WORK ITEM: Every entry must come back exactly as it was given.

BEGIN

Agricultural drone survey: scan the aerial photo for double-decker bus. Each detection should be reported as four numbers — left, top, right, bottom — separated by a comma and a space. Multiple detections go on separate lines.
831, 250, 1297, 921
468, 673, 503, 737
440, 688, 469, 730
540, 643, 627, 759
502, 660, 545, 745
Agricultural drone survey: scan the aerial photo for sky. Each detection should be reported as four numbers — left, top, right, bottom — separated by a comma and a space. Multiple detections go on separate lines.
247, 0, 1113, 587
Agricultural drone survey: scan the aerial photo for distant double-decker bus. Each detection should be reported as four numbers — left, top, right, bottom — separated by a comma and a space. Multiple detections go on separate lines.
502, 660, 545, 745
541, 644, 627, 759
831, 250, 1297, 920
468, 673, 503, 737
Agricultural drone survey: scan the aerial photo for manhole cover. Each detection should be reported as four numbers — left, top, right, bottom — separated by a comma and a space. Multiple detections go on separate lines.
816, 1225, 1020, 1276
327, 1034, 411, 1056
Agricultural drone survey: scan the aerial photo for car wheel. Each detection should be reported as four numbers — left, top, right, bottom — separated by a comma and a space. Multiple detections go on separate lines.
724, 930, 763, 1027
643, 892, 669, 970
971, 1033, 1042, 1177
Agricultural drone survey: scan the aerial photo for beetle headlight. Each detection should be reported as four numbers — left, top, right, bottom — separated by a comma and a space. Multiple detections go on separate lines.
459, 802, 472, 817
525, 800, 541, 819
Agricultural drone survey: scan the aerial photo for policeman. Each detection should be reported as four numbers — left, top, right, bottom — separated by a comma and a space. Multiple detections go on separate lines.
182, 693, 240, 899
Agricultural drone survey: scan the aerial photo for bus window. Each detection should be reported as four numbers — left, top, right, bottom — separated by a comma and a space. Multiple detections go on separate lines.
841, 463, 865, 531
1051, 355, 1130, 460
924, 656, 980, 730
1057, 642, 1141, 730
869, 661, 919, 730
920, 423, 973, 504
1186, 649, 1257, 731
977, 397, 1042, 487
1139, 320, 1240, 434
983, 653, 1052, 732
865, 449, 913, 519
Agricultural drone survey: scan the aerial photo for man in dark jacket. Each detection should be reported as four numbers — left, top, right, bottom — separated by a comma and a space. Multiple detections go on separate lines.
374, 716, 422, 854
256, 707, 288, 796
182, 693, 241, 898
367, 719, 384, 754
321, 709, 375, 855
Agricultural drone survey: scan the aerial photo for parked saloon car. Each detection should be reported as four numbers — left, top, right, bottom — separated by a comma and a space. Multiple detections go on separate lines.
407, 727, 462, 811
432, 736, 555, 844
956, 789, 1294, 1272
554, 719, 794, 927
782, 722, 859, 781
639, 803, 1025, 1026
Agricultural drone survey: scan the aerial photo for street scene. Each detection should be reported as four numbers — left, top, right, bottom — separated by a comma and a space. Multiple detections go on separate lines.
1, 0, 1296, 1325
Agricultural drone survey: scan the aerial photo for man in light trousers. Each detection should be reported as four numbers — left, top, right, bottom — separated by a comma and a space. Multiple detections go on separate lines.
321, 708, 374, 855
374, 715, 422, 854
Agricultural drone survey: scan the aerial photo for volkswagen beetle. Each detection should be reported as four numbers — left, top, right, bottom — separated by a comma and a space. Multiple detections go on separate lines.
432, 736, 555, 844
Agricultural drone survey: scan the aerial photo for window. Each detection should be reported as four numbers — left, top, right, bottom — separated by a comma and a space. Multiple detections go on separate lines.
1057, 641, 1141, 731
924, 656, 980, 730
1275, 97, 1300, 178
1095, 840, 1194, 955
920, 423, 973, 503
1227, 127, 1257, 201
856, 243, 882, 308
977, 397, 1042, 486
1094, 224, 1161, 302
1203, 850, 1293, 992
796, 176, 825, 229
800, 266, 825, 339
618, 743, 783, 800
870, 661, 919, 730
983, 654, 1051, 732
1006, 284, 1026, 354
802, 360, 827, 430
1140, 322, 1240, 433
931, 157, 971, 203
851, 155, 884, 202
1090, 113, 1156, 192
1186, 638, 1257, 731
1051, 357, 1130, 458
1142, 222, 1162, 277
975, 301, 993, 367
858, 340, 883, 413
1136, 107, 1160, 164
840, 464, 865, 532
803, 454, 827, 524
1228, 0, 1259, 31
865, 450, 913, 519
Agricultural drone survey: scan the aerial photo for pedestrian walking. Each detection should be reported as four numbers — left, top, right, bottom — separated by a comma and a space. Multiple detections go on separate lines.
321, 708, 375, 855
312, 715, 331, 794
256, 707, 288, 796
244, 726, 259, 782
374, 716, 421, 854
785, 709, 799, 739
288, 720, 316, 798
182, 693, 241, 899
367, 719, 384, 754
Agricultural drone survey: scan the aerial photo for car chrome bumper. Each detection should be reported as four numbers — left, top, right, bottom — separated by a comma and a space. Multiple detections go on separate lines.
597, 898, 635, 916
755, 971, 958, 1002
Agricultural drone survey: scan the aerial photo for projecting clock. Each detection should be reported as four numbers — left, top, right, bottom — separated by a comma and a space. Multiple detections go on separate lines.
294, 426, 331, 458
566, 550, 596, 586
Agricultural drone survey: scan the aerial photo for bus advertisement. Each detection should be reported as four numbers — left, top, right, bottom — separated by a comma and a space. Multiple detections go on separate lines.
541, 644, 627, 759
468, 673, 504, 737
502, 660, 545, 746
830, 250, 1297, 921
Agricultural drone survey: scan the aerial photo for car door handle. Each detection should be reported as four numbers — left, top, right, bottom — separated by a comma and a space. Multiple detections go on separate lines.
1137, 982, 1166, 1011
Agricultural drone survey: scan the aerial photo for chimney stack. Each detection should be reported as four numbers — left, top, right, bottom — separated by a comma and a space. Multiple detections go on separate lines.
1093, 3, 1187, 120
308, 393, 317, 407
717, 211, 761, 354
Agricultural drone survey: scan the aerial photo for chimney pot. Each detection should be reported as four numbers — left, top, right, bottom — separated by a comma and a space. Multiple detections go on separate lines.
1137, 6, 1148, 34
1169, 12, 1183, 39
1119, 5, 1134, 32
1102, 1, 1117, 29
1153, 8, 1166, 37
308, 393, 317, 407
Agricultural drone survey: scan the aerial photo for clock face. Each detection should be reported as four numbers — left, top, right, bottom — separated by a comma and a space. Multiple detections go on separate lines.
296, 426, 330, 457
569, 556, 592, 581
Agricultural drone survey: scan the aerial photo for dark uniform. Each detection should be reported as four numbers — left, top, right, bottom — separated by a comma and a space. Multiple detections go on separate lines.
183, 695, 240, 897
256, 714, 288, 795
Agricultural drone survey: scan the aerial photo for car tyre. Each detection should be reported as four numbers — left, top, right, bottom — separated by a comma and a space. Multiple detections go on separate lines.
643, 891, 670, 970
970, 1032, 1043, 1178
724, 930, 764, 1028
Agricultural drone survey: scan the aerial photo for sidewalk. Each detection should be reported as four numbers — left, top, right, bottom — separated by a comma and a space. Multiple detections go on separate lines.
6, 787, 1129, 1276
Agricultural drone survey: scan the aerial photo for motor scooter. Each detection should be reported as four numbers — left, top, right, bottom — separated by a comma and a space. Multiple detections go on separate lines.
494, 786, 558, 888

END

REPLY TO THE EXERCISE:
Agricultural drone survey: scan the aerial photo for double-decker bus. Each detection should be reported as four numbers — left, top, right, bottom — separated by a comma and a space. Multiple detections go on separate lines.
831, 250, 1297, 921
468, 673, 503, 737
440, 688, 469, 730
540, 643, 627, 759
502, 660, 545, 745
Agricultural drone survey: scan the aerial photo for sky. Each detection should be reported as four numbers — left, top, right, bottom — separated by a comma and a space. Multiple detections go on separate lines.
247, 0, 1113, 587
Agricultural drone survey: scan the aerial photo for distant double-decker bus. Each detection should be reported as four numbers — left, top, right, bottom — separated by a comma and a space. Multiple detections go on separate lines.
502, 660, 545, 745
541, 644, 627, 759
831, 250, 1297, 920
468, 673, 503, 737
Agricultural drone survey: scan the aerial photo for manhole cover. Each detection should be reported as four numbers — left, top, right, bottom — separated by a comma and a space. Multiple detections go on separate lines.
816, 1225, 1020, 1276
327, 1034, 411, 1056
Agricultural drone survey: scan the aerial photo for car wheel. Each detection should be reported as four numbers — left, top, right, bottom — separated by a comma and a space. Multiple detections go on separate lines.
724, 930, 763, 1027
643, 892, 669, 970
971, 1033, 1042, 1177
Agricultural drone survey: scan the aerial photo for beetle headlight. Each detection should be reported as four numbers — left, top, right, bottom — separated by a comma and a space. Multiple detections go on separate lines.
459, 802, 472, 817
525, 800, 541, 819
Agricultural drone survey: scan the aerial photo for policeman. Each detection should be reported as four numbers — left, top, right, bottom — separated by a comma and a space. Multiple detections go on separate lines.
182, 693, 240, 899
Agricultural drone survey: scan the aerial photo for bus window. Each detection should be reported as four numbers — left, top, right, bottom — separated by a comma and a space. Multiple detections go on separate lines.
841, 463, 865, 531
1051, 355, 1130, 460
924, 656, 980, 730
1057, 642, 1141, 730
869, 661, 919, 730
920, 423, 973, 504
1186, 649, 1257, 731
977, 397, 1042, 487
1139, 320, 1240, 434
983, 653, 1052, 732
865, 449, 913, 519
Agricultural drone survey: scan the aerial photo for man in dark jacket. Each detection should be reported as four numbers — left, top, right, bottom — separated by a comma and a space. Multiple detections go on separate lines.
374, 716, 422, 854
256, 707, 288, 796
182, 693, 241, 898
367, 719, 384, 754
321, 709, 375, 855
Agricultural drone survey: scan the aerial photo for parked saloon car. Each detection should be reported as four numbers — left, top, right, bottom — separated by a comma and a space. Multiple detections go on separate lines.
407, 727, 462, 811
432, 736, 555, 844
956, 789, 1294, 1272
554, 719, 794, 927
782, 722, 859, 781
639, 803, 1025, 1026
Agricultural drone survey: scan the aerial photo for street scene. Each detection should be reported as four numbers — left, top, right, bottom — separated by a comma and a space. Multiple detections go on separate lines.
1, 0, 1296, 1325
Agricultural drone survey: scan the aerial photo for man in light trousers. Each detection should be reported as four numbers — left, top, right, bottom — separated by a comma and a space. Multiple detections go on separate lines.
321, 708, 374, 855
374, 715, 422, 854
Agricultural drone survey: scan the aerial photo for volkswagen beetle. Each detection should be reported as four numbers — left, top, right, bottom — separated by a comma and a space. Multiple detections go on separate lines.
432, 736, 555, 844
Agricultural drone survey: scan the aerial photo for window. Each detection should be reported as four numbers — left, top, right, bottom — separated by a comma and a space. Multiple detections go on separate lines.
1057, 641, 1141, 731
924, 656, 980, 730
1275, 97, 1300, 178
1095, 840, 1194, 955
920, 423, 973, 503
1227, 127, 1257, 201
856, 243, 882, 308
977, 397, 1042, 486
1094, 224, 1161, 302
1203, 850, 1293, 992
796, 176, 825, 229
800, 266, 825, 339
618, 743, 783, 800
870, 661, 919, 730
983, 654, 1051, 732
1006, 284, 1026, 354
802, 360, 827, 430
1140, 322, 1240, 433
931, 157, 971, 203
851, 155, 884, 202
1090, 113, 1156, 192
1186, 638, 1257, 731
1051, 357, 1130, 458
1142, 222, 1162, 277
975, 301, 993, 367
858, 340, 883, 413
1136, 107, 1160, 164
840, 464, 865, 532
803, 454, 827, 524
1228, 0, 1259, 31
865, 450, 913, 519
Agricultural drone survey: scan the aerial photo for pedestrian walking. Each detection should be reported as four numbers — left, top, right, bottom — separated by a comma and a space. Multiple detections go on separate lines.
321, 708, 375, 855
312, 715, 331, 794
256, 707, 288, 796
244, 726, 259, 782
374, 716, 421, 854
785, 709, 799, 739
288, 720, 316, 798
182, 693, 241, 899
367, 719, 384, 754
Agricultural drone survey: scan the aerial photo for car chrome bumper. Each detection should be reported as four numbers — left, top, right, bottom — separated by a comma and a space. Multiple detections go on separate lines.
597, 898, 635, 916
755, 971, 958, 1002
Agricultural drone survey: scan the aerial photo for projecting clock. Each detection should be reported as four numbers — left, top, right, bottom — separated by a comma and a space. Multiple detections go on separate lines.
294, 426, 331, 458
566, 550, 596, 586
Agricultural drone survey: scan the aerial photo for bus advertisement. Each detection should be reported as four numbers — left, top, right, bottom — separated by a comma and a space. Multiple detections go on separate lines.
541, 644, 627, 759
468, 673, 504, 737
502, 660, 545, 746
830, 250, 1297, 921
Agricultural drone survey: scan the aerial photo for car door handle. Each detection should be reported as four numbers — left, top, right, bottom — separated by a comma and a space. Multiple detections go on separate lines.
1137, 982, 1166, 1011
Agricultural drone survey: scan the aerial photo for chimney stack. Each detection should be reported as four numbers — left, top, right, bottom — separated by a comma and a space. Multiple detections go on separate lines.
1093, 3, 1187, 120
308, 393, 317, 407
717, 211, 761, 354
Agricultural drone survey: scan the aerial photo for chimney pot. Each detection should be reported as four numbers — left, top, right, bottom — separated by a comma and a space. Multiple detections go on separate lines.
1137, 6, 1148, 34
1169, 12, 1183, 39
1119, 5, 1134, 32
1102, 1, 1117, 29
1153, 8, 1166, 37
308, 393, 317, 407
Agricultural drone survey: scan the aerial photo for clock face. Each detection should be reported as four numbers — left, top, right, bottom — separated by a comma and a space. Multiple detections go on separate lines.
296, 426, 330, 457
569, 556, 592, 581
Agricultural drone survey: scan the aerial photo for dark uniform. Each detection should be reported as four numbers — left, top, right, bottom — separated by a comma and a space. Multiple detections go on separate lines.
183, 695, 240, 897
256, 714, 288, 795
Agricultural drone survey: scan the aerial photo for car tyre. Each detection should be reported as four numbers — left, top, right, bottom — separated by a comma and a space. Multiple detections go on separate lines.
643, 891, 670, 970
970, 1032, 1043, 1178
724, 930, 764, 1028
Agricultural drone survey: scan the aerial photo for sidewalk. Each detection should be reported as four numbers — left, top, right, bottom — separated by a comma and a space. Multiple detections go on separate lines.
6, 787, 1129, 1276
Agricultural drone survey: scan the aerial photo for motor scooter. Each detection should be reported as four numbers — left, top, right, bottom — separated by a comma and a space. Multiple detections go on separate lines.
494, 786, 558, 888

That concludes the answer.